» **Work to complete**: In the piece on lung screening research, rewrite the passage from "MFT lung screening" up to and including "studies in England.", replacing "ground-breaking" with "pioneering".

» **Selected extract**:
MFT lung screening research among top recruiting cancer studies
Manchester University NHS Foundation Trust’s (MFT) ground-breaking qUEST research, part of the Manchester Lung Health Checks programme, has been named among the top-recruiting cancer studies in England.
The Manchester Lung Health Study (qUEST), which checks for lung cancer in community settings, recruited 3,143 patients between September 2019 and March 2020 – the fourth highest-recruiting cancer study in NIHR Clinical Research Network (CRN) league tables for 2019/2020.
MFT launched the Lung Health Checks programme in August 2018, following a successful pilot study with The University of Manchester. Mobile screening units, or ‘trucks’ equipped with mobile CT scanners and other diagnostic equipment, carry out tests in the community to identify cancer early – when it is more treatable.
Current and past smokers over the age of 55 are invited for a check-up when the trucks are in their local area.

» **Data**:

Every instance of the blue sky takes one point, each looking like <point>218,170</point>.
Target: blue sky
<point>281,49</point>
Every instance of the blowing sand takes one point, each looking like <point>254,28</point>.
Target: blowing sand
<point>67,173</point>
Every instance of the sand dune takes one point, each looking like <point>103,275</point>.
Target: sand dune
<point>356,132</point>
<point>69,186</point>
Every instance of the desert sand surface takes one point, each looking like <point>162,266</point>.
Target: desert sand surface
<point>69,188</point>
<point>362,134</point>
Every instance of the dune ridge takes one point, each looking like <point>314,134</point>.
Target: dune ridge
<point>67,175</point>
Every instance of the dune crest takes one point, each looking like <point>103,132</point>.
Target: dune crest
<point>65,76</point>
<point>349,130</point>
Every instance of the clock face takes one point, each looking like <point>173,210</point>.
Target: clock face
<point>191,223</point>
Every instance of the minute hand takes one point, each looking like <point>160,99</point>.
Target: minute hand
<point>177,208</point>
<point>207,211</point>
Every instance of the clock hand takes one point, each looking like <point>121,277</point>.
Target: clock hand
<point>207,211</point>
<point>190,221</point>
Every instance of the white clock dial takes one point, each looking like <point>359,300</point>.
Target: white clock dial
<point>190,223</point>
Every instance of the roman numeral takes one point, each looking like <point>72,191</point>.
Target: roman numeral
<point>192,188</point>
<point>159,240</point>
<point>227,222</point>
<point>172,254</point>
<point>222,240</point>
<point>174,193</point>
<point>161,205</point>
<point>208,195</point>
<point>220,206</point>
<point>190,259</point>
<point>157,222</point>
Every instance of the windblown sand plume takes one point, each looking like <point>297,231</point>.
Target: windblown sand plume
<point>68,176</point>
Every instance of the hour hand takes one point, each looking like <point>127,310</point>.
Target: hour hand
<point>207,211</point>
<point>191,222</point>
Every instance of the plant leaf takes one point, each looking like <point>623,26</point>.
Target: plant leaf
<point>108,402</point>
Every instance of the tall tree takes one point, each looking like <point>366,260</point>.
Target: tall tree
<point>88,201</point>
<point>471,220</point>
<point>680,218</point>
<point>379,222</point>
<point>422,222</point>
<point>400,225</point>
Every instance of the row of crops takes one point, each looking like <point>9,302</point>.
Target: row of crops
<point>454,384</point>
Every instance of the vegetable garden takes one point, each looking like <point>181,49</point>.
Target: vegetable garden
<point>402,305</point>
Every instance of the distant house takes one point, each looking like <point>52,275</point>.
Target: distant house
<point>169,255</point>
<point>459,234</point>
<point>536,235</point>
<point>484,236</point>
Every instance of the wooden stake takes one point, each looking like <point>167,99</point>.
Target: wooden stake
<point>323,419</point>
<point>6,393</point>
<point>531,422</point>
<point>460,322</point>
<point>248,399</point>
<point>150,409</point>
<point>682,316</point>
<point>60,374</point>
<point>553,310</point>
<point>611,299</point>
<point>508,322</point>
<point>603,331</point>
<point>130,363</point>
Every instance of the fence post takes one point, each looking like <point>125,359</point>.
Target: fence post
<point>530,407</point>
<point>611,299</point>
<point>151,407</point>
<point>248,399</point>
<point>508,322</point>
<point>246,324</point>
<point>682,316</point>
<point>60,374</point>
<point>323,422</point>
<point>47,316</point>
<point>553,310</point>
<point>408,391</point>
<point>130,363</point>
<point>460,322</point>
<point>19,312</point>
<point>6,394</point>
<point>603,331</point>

» **Exercise output**:
MFT lung screening research among top recruiting cancer studies
Manchester University NHS Foundation Trust’s (MFT) pioneering qUEST research, part of the Manchester Lung Health Checks programme, has been named among the top-recruiting cancer studies in England.